(Data records)

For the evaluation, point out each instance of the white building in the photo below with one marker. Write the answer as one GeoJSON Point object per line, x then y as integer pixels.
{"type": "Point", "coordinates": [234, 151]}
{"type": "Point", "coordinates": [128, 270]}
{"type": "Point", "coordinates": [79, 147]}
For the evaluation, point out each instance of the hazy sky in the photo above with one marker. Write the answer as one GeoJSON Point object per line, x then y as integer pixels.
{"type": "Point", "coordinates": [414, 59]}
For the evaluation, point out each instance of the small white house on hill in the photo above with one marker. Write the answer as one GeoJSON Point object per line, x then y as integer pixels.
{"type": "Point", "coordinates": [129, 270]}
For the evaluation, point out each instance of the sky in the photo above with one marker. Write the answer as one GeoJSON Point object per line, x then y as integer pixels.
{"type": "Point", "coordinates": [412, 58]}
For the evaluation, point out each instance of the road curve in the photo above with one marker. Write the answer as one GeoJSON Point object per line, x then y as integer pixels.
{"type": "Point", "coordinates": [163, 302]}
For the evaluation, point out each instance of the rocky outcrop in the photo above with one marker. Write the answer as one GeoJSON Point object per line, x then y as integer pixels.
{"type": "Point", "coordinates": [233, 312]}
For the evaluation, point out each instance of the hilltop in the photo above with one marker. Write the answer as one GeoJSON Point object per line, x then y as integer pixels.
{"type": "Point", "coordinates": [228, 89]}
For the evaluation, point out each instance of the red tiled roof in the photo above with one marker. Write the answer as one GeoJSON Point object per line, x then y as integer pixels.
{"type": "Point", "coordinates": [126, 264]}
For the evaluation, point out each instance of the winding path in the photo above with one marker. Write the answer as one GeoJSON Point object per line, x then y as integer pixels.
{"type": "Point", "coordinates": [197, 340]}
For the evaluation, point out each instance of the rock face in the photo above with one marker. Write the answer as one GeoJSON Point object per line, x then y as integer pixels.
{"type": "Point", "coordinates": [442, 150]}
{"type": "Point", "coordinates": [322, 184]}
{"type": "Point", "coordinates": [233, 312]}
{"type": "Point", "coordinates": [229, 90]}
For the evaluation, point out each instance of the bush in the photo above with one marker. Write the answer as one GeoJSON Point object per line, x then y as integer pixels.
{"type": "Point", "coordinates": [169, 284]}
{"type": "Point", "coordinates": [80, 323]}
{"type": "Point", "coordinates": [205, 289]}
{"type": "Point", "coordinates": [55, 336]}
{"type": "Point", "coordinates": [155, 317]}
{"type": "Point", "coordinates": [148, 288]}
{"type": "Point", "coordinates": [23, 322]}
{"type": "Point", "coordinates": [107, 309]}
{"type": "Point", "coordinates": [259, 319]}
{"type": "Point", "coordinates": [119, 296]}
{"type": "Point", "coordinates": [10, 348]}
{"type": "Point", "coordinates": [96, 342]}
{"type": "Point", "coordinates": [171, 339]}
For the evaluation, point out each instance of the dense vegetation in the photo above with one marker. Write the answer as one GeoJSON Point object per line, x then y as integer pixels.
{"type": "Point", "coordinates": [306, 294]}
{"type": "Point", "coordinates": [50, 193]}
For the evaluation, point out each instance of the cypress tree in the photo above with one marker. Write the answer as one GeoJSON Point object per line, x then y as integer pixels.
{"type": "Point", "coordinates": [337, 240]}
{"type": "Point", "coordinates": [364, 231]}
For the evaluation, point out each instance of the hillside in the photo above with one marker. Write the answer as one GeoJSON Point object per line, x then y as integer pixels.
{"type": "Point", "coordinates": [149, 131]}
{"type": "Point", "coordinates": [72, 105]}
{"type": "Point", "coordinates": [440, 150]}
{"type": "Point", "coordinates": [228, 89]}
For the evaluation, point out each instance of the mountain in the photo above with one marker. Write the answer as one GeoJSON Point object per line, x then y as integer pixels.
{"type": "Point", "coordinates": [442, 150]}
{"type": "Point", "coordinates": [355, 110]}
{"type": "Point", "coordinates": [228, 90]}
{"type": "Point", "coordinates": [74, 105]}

GIVEN INSTRUCTION -
Copy the material word for word, from the line containing "For the evaluation, point out each instance of the hillside" through the final line of the material, including both.

COMPLETE RESPONSE -
For the evaluation, point out each instance of the hillside in the photo above with one marker. Write the answer as one GeoJSON Point object per line, x then y as integer pixels.
{"type": "Point", "coordinates": [149, 131]}
{"type": "Point", "coordinates": [72, 105]}
{"type": "Point", "coordinates": [440, 150]}
{"type": "Point", "coordinates": [228, 89]}
For the evaluation, point out each instance of the mountain in the photo above with one marker. Write the answer as one GeoJSON Point object per line, x then y as integer pixels.
{"type": "Point", "coordinates": [442, 150]}
{"type": "Point", "coordinates": [355, 110]}
{"type": "Point", "coordinates": [228, 90]}
{"type": "Point", "coordinates": [74, 105]}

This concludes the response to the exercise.